» **The records**
** start **

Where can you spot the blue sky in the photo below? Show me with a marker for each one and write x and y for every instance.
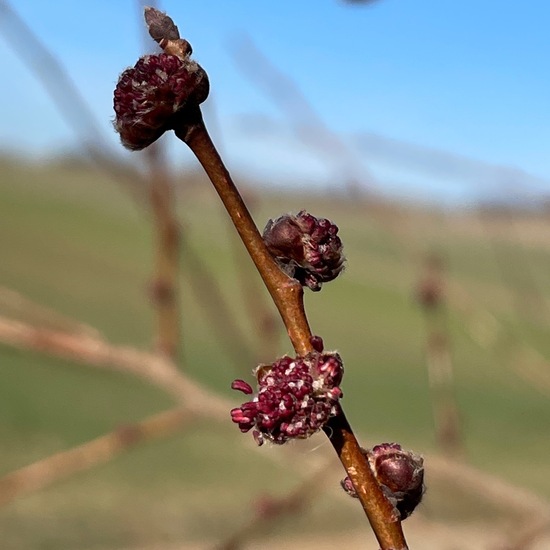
(423, 98)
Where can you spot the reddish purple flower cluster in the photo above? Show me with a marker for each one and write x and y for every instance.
(296, 397)
(306, 247)
(400, 474)
(148, 95)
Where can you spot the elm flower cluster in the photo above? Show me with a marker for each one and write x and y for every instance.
(400, 474)
(296, 397)
(149, 95)
(307, 248)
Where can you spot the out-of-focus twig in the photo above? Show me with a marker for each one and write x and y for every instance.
(64, 93)
(158, 370)
(21, 306)
(214, 305)
(306, 124)
(430, 294)
(269, 508)
(164, 287)
(98, 451)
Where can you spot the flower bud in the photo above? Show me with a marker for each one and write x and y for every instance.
(307, 248)
(148, 97)
(400, 474)
(295, 399)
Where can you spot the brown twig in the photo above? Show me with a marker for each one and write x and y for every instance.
(88, 350)
(98, 451)
(287, 295)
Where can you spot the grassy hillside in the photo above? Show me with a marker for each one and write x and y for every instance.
(78, 243)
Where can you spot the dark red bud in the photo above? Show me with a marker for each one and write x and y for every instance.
(307, 248)
(150, 96)
(400, 474)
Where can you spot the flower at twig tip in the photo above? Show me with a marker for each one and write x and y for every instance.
(295, 398)
(151, 96)
(307, 248)
(400, 474)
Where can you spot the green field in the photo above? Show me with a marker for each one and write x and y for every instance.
(74, 241)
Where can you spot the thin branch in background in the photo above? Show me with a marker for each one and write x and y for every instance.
(95, 452)
(159, 370)
(430, 294)
(308, 126)
(164, 288)
(304, 121)
(501, 341)
(22, 307)
(269, 509)
(528, 298)
(216, 309)
(70, 103)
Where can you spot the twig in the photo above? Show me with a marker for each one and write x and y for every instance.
(287, 295)
(98, 451)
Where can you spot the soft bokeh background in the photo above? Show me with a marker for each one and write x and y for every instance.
(420, 128)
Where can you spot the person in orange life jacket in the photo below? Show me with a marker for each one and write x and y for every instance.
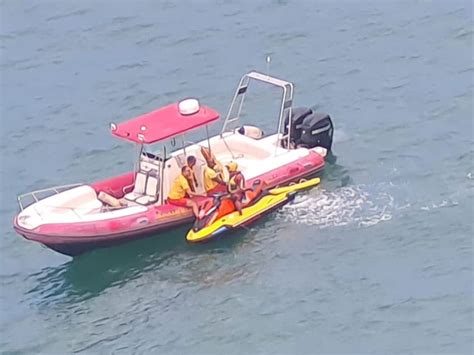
(180, 193)
(236, 185)
(191, 162)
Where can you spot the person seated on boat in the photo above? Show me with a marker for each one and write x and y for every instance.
(191, 162)
(180, 193)
(213, 181)
(236, 185)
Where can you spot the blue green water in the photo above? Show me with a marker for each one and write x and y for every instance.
(378, 259)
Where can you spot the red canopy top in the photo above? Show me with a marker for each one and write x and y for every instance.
(166, 122)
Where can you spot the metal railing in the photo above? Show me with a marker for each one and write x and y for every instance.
(239, 97)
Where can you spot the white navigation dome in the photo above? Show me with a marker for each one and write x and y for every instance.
(188, 106)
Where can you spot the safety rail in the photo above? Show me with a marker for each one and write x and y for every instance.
(48, 192)
(235, 108)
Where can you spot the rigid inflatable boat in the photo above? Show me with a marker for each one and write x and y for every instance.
(77, 218)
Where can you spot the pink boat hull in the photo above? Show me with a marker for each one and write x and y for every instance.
(77, 238)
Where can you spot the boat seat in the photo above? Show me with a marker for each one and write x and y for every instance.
(145, 190)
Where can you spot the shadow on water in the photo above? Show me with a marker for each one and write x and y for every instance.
(87, 276)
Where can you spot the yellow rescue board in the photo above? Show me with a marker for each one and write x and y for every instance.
(275, 198)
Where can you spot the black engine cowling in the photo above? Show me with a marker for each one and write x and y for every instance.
(297, 116)
(317, 131)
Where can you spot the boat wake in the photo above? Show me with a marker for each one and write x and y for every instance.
(345, 206)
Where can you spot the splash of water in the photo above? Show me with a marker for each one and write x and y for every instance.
(344, 206)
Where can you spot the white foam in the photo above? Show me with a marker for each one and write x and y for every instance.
(341, 207)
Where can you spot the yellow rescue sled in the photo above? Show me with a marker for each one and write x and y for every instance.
(266, 203)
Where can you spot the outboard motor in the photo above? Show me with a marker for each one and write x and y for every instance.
(317, 131)
(297, 116)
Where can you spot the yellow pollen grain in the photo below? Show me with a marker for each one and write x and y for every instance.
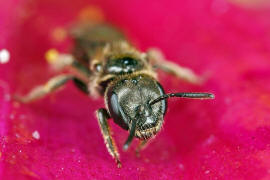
(91, 13)
(59, 34)
(51, 56)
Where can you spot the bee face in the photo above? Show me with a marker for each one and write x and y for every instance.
(129, 100)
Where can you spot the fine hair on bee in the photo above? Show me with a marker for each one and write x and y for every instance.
(103, 63)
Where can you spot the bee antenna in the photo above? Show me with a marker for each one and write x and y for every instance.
(184, 95)
(131, 135)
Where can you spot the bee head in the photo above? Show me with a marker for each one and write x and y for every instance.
(128, 101)
(138, 104)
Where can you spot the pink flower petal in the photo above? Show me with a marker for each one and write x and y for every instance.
(58, 137)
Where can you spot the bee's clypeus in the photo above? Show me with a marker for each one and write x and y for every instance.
(104, 64)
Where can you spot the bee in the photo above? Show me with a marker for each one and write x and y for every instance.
(103, 63)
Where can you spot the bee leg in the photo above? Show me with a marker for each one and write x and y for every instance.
(142, 144)
(52, 85)
(103, 117)
(158, 60)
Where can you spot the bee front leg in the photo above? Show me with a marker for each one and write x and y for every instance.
(158, 60)
(52, 85)
(103, 117)
(142, 144)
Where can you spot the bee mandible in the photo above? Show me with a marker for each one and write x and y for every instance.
(104, 64)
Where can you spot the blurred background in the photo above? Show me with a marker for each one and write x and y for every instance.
(225, 40)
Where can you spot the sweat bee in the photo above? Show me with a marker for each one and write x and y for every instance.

** end **

» **Exercise**
The material above must be printed exactly, with its pictures left out.

» **Written answer**
Where can you spot the blue sky in the photo below? Show me with a marker for each one and write x and y for every instance.
(423, 98)
Where can you spot the reddish purple flower cluster in the photo above? Show me with a marker for each one and write x and y for every instance.
(296, 397)
(306, 247)
(400, 474)
(148, 95)
Where can you spot the elm flower cluster in the photo above? Show me with a marker for each one and write x and y for every instance.
(400, 474)
(296, 397)
(149, 95)
(307, 248)
Where can you spot the out-of-focus twig in the photo above? Show me with a marker for each one and write x and y for every instance.
(64, 93)
(158, 370)
(21, 306)
(214, 305)
(306, 124)
(430, 294)
(269, 508)
(164, 287)
(98, 451)
Where can you spot the flower bud in the photo above? Show me with a marker for each one and write x and y for every instance.
(307, 248)
(148, 97)
(400, 474)
(295, 399)
Where can you spot the brown twig in the photo above? Show me with a marker for each one and write x and y for every instance.
(88, 350)
(98, 451)
(287, 295)
Where can you spot the grassy hillside in the photo above? Show me with a marker for each one and write x and y for every instance.
(78, 243)
Where can you spot the dark red bud in the photo above? Show me with a marker for each one and write x and y for every instance.
(307, 248)
(150, 96)
(400, 474)
Where can you spot the flower at twig tip in the photo above? Show me with a marker for each one and write x and y for every instance.
(295, 398)
(151, 96)
(307, 248)
(400, 474)
Where can you spot the green field in the photo above? Show me with a marker for each one and write x and y for every instance.
(74, 241)
Where can you spot the thin branch in background in the photo above? Show me with a marker for each one and write x and y for every instance.
(95, 452)
(159, 370)
(430, 294)
(308, 126)
(164, 288)
(304, 121)
(501, 341)
(22, 307)
(269, 509)
(528, 298)
(216, 309)
(70, 103)
Where can you spot the twig in the photo above? Show me with a marker for each one and write x and y for every instance.
(287, 295)
(98, 451)
Where can you spot the soft bokeh background in the photo above? Show me with a marker for each one and write x and y for every instance.
(420, 128)
Where can you spot the person in orange life jacket in the photo below? Show me with a marker for each one and write x and y for every instance.
(180, 193)
(236, 185)
(191, 162)
Where can you spot the person seated on boat in the photo above? Show me with a marker for each one and write x and y for every instance.
(191, 162)
(180, 193)
(213, 181)
(236, 185)
Where can you spot the blue green water in the photo above? Show me with a marker for each one and write x and y for every instance.
(378, 259)
Where can you spot the red canopy top in the photo above? Show me with a marker for each one and write x and y for every instance.
(166, 122)
Where can you spot the metal railing in the photo above? Show me with a marker for each one and write x and y for every instance.
(239, 97)
Where can you spot the white navigation dome in the photo above? Show me with a marker for each one and write x and y for every instance.
(188, 106)
Where can you spot the safety rail in the photo above? Show me with a marker for each one and write x and y for every instance.
(48, 192)
(235, 108)
Where can you spot the rigid inflatable boat in the photo above? Show me with a marker for each one and write x and y for every instance.
(77, 218)
Where can you spot the pink boat hull in the photo above? Show me with a marker for each one and write x and y for every instance.
(77, 238)
Where can you spot the boat seat in the photo above? Show me with a marker for each one and write x and y for every instance.
(145, 190)
Where can you spot the shadow on water in the photo above? Show me with a marker for each one and write x and y for every instance.
(87, 276)
Where can you spot the yellow rescue board in the photo above? Show me with a marker for each one and write x and y for every instance.
(275, 198)
Where can you spot the black engine cowling in the photo above? Show me with a marker for each one and write x and y for every instance.
(297, 116)
(317, 131)
Where can you spot the boat wake in the photo above? Show me with a marker for each one and write x and y for every instance.
(345, 206)
Where can you spot the splash of water in the photo above? Show me with a marker for each one and write x and y for every instance.
(344, 206)
Where can you spot the white foam in the photo above? Show me with a marker for each one and write x and y for every instance.
(341, 207)
Where can you spot the yellow rescue sled in the photo above? Show me with a marker for each one and write x and y for every instance.
(266, 203)
Where can you spot the outboard motor in the photo above? Show me with a marker for each one and write x and y for every instance.
(317, 131)
(297, 116)
Where can you spot the yellow pollen grain in the photo below? Show me with a marker for each one and write x and y for every instance.
(91, 13)
(59, 34)
(51, 56)
Where can you spot the bee face in the photo above? Show me with a marker for each one and write x and y for every instance.
(129, 100)
Where can you spot the fine hair on bee in the photo above? Show me with a marker for each one and write x and y for every instance.
(103, 63)
Where can you spot the bee antenna in the photo above? Show me with a marker for each one and write x and y for every instance.
(184, 95)
(131, 135)
Where can you spot the bee head in the photo above? Show me with a marker for each one and write x and y for every instance.
(128, 101)
(138, 104)
Where can you spot the pink flower petal in the photo above? Show me with a marker for each one and write x and y for every instance.
(58, 137)
Where can you spot the bee's clypeus in the photo above? Show me with a marker for each one and write x and y for every instance.
(104, 64)
Where can you spot the bee in the photo above? Show me with a marker for each one and write x and y for every instance.
(103, 63)
Where can you spot the bee leg in the photo above? Show me with a marker for each one and write x and y for every instance.
(142, 144)
(52, 85)
(103, 117)
(158, 60)
Where can you spot the bee front leg in the photo above? Show me with a marker for each one and write x and y for every instance.
(158, 60)
(52, 85)
(103, 117)
(142, 144)
Where can you spot the bee mandible in the photo above? Show me with a marker for each one and write x and y for every instance.
(104, 64)
Where can you spot the blurred background in the photo above? Show me with a marker for each one and write x and y for every instance.
(225, 40)
Where can you spot the sweat bee in the photo above? Show me with a marker for each one and write x and y for every instance.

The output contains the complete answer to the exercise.